→ **What needs to be done**:
Extract every line of the material below that contains the string "clicks", treating case as significant.

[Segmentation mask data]
● ● ● ●

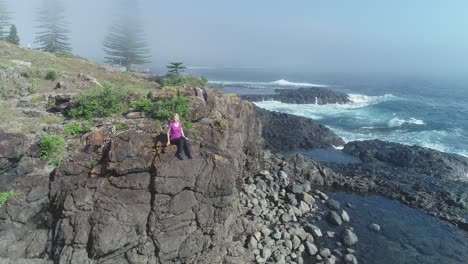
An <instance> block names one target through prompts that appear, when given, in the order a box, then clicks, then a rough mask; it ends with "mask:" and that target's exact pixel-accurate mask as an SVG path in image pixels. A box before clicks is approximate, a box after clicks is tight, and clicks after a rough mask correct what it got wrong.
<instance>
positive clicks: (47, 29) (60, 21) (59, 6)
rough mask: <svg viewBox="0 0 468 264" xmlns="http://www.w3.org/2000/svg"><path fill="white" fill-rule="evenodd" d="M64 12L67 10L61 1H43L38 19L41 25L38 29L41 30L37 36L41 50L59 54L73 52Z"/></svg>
mask: <svg viewBox="0 0 468 264" xmlns="http://www.w3.org/2000/svg"><path fill="white" fill-rule="evenodd" d="M64 12H65V8H64V6H63V3H62V1H61V0H43V5H42V8H41V9H40V10H39V12H38V17H37V21H38V22H39V23H40V25H39V26H38V28H39V29H41V31H40V32H38V33H37V34H36V43H38V44H39V50H43V51H48V52H57V53H60V52H71V50H72V49H71V46H70V43H69V38H68V34H69V33H70V31H69V30H68V29H67V28H66V27H67V25H68V23H67V22H66V21H65V16H64V15H63V13H64Z"/></svg>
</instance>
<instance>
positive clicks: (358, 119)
mask: <svg viewBox="0 0 468 264" xmlns="http://www.w3.org/2000/svg"><path fill="white" fill-rule="evenodd" d="M353 98H360V100H356V101H354V102H353V103H350V104H343V105H339V104H330V105H315V104H285V103H281V102H278V101H264V102H257V103H255V104H256V105H258V106H259V107H262V108H266V109H268V110H272V111H279V112H284V113H289V114H293V115H297V116H303V117H307V118H311V119H314V120H323V119H326V120H328V121H327V122H331V123H330V125H329V127H330V129H331V130H332V131H333V132H335V133H336V134H337V135H338V136H340V137H341V138H343V140H345V141H346V142H349V141H355V140H370V139H381V140H385V141H390V142H397V143H402V144H407V145H418V146H423V147H428V148H432V149H436V150H439V151H443V152H450V153H457V154H460V155H463V156H466V157H468V143H462V142H463V141H462V142H460V139H461V138H462V139H463V138H466V139H467V140H466V142H468V133H467V132H466V131H465V130H463V129H451V130H449V131H448V130H447V131H446V130H423V131H421V130H419V129H418V131H408V129H399V127H401V126H402V125H403V124H411V125H416V126H423V125H426V123H425V122H424V120H421V119H417V118H414V117H411V118H401V117H398V116H396V114H395V113H391V112H382V111H376V109H375V108H374V107H367V106H371V105H375V104H378V103H381V102H385V101H387V100H404V99H401V98H398V97H396V96H393V95H384V96H363V95H357V96H354V97H353ZM330 120H331V121H330ZM319 122H320V121H319ZM349 126H351V127H355V128H354V129H353V128H345V127H349ZM454 142H459V143H458V144H454Z"/></svg>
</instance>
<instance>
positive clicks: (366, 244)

● ● ● ●

→ **Written answer**:
An <instance> block names one target through prompts that appear, when given, in the order a box, then clicks, then a rough mask; it ends with "mask:" and that target's exact pixel-accurate mask as an SVG path in image pixels. A box before clicks is approximate, a box after clicks is tight, and clicks after a rough mask correct what it got wrong.
positive clicks: (47, 29) (60, 21) (59, 6)
positive clicks: (358, 119)
positive clicks: (366, 244)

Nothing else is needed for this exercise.